# WHAT TO WORK ON:
Write out every one of the following entries word for word, with each line unchanged and in its original order.

● ● ● ●

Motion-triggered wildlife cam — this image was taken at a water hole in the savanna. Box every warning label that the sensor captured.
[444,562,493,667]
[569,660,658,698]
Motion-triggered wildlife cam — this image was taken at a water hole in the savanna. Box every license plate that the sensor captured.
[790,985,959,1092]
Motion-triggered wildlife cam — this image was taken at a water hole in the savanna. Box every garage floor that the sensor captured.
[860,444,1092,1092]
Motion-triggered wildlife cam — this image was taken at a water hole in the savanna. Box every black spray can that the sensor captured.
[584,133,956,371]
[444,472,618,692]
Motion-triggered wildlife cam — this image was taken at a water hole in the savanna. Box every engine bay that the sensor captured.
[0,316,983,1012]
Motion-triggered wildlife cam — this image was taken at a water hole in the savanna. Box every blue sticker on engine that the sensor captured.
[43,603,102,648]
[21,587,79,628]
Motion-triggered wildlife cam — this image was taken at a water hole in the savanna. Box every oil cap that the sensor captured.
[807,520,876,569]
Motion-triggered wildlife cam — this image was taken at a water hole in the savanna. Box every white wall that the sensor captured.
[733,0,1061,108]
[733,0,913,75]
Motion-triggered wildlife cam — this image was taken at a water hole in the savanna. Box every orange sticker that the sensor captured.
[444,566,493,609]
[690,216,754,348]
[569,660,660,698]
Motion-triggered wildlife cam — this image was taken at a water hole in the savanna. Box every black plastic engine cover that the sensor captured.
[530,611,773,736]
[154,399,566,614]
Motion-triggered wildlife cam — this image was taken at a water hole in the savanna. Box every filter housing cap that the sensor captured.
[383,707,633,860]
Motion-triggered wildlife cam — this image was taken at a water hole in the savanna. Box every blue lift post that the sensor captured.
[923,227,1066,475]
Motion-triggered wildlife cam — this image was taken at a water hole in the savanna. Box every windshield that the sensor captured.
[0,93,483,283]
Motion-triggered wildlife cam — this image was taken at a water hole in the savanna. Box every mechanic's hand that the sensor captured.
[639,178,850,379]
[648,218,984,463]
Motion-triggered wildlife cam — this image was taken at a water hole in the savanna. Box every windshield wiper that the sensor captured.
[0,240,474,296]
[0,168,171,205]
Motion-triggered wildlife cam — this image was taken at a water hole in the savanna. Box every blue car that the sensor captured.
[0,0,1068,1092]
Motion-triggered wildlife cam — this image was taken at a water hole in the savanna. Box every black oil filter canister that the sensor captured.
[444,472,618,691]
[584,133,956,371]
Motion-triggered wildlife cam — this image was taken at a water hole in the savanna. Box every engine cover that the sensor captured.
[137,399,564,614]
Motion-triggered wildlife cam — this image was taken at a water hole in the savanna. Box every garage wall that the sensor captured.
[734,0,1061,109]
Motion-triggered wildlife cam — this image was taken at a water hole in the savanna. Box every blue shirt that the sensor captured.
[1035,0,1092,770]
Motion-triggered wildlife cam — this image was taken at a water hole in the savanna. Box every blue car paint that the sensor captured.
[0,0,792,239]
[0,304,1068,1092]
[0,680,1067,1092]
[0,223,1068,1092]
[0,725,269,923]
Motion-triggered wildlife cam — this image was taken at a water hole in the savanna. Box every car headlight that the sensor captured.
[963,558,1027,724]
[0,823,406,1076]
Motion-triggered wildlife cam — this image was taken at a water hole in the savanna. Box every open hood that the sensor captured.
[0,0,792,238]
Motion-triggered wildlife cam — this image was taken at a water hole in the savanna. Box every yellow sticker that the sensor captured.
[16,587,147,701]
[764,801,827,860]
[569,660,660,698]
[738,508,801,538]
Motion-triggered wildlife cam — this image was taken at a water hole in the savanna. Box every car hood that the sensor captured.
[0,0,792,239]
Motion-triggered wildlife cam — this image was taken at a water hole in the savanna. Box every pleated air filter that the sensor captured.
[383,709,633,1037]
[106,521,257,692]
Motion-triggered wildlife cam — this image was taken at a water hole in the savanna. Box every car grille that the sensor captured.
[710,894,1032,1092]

● ● ● ●

# SOLUTION FOR THIS TASK:
Motion-triggered wildlife cam — this image was taken at a water hole in the savanna. Box every warning label that the sensor captured.
[444,562,493,667]
[569,660,658,698]
Motion-triggered wildlife cam — this image was taken at a water hole in the savanna. Box every license plate that the sensor captured.
[790,985,959,1092]
Motion-triggered wildlife cam — this image was taken at a water hole in the savanna. Box every garage floor that the sensor captured.
[860,444,1092,1092]
Motion-triggered wildlife cam — this image was taken at a water hole in the savanna. Box every black spray can that the sensor captured.
[584,133,956,371]
[444,472,618,692]
Motion-triggered wildlife cam — this image was taken at a water hole in the savanna. Box every engine bay that the sensor captured.
[0,316,983,1012]
Motion-triggered wildlife cam — this image was taken at a water hole in the savanna. Box every blue sticker on engine that the sensor captured.
[43,603,102,648]
[21,587,79,628]
Motion-triggered wildlife cam — this image was taken at a water hole in the savanna. Box every oil cap that the sensor captured.
[807,520,876,569]
Motion-triggered wildlife cam — this image was taken at a water hole in the savanna. Box every white wall that the sensor captured.
[733,0,1061,108]
[733,0,913,75]
Motion-triggered wildlife cam — this image was taken at a water hole in the savanna. Box every orange sticker that the sensor captured.
[444,566,493,609]
[690,216,754,348]
[569,660,660,698]
Motion-triggered wildlife cam — this image was taken at a water hole in the savanna. Box every black plastic engine cover that the sensor captured.
[530,611,773,736]
[154,399,566,614]
Motion-triggered wildlife cam — this image was taken at a water hole in the savanna. Box every filter housing cap that the sensor captured.
[383,707,633,860]
Motion-triggered wildlife cam — this image was taken at a water hole in the savanna. Box every blue lift post that the sensor captured.
[923,227,1066,475]
Motion-triggered wildlife cam — this image was taken at a water hole in the savanna. Box every windshield that the sensor captured.
[0,93,483,283]
Motion-triggered wildlife cam — this image was taken at a water hole in the savanna. Box every mechanic's hand that the sensor captured.
[639,178,850,379]
[648,218,984,463]
Motion-triggered wildlife cam — this image was taken at a water hole in the savanna. Box every windshield wiper that the sensor captured.
[0,240,474,296]
[0,168,171,205]
Motion-triggered wildlife cam — this image was taken at a water hole in the savanna. Box every blue car that the sensor captured.
[0,0,1068,1092]
Motion-triggered wildlife cam — this image was taken at a water hole in the savanna. Box every black oil filter canister that the sensor captured.
[444,472,618,691]
[584,133,956,371]
Motion-triggered wildlife cam — this image was taken at a water hole in the savanna. Box every engine cover that the sensor captured.
[137,399,564,614]
Motion-triggered wildlife cam — this image was taken at a water hole in the savanna. Box every garage wall that the sensor captured.
[734,0,1061,109]
Motion-triggered wildlife cam — this image was taken at a water hole in the savanna. Box every blue shirt that the sensor captured.
[1035,0,1092,770]
Motion-triggered wildlife cam — this image was taken at a water hole in the savanna. Box every blue car paint that the sensor captured.
[0,0,792,239]
[0,304,1068,1092]
[0,680,1067,1092]
[0,223,1068,1092]
[0,725,269,923]
Motion-triggered wildlife cam — this image was taken at a water hole in the savanna. Box every car headlight that the sensor captured.
[963,558,1027,724]
[0,823,406,1076]
Motion-triggered wildlife cam — this image was taken at a water hole in the savanna. Box every open hood that the sensor captured.
[0,0,792,238]
Motion-triggered wildlife cam — this image was taken at a water hole in the savanna. Box every yellow sticker that the sensor captured.
[16,587,147,701]
[764,801,827,860]
[569,660,660,698]
[738,508,801,538]
Motion-triggered wildlife cam — this image was taken at a water hole in the savanna. Box every car hood that the sensor captured.
[0,0,792,239]
Motion-triggered wildlife cam — this image was taken at a water hole in the savanna. Box every pleated air filter that the sensor captured.
[383,709,633,1037]
[106,521,257,692]
Motion-triggered wildlife cam — this image was taken at a water hole in the savanna. Box every car grille that the sensor captured.
[710,894,1032,1092]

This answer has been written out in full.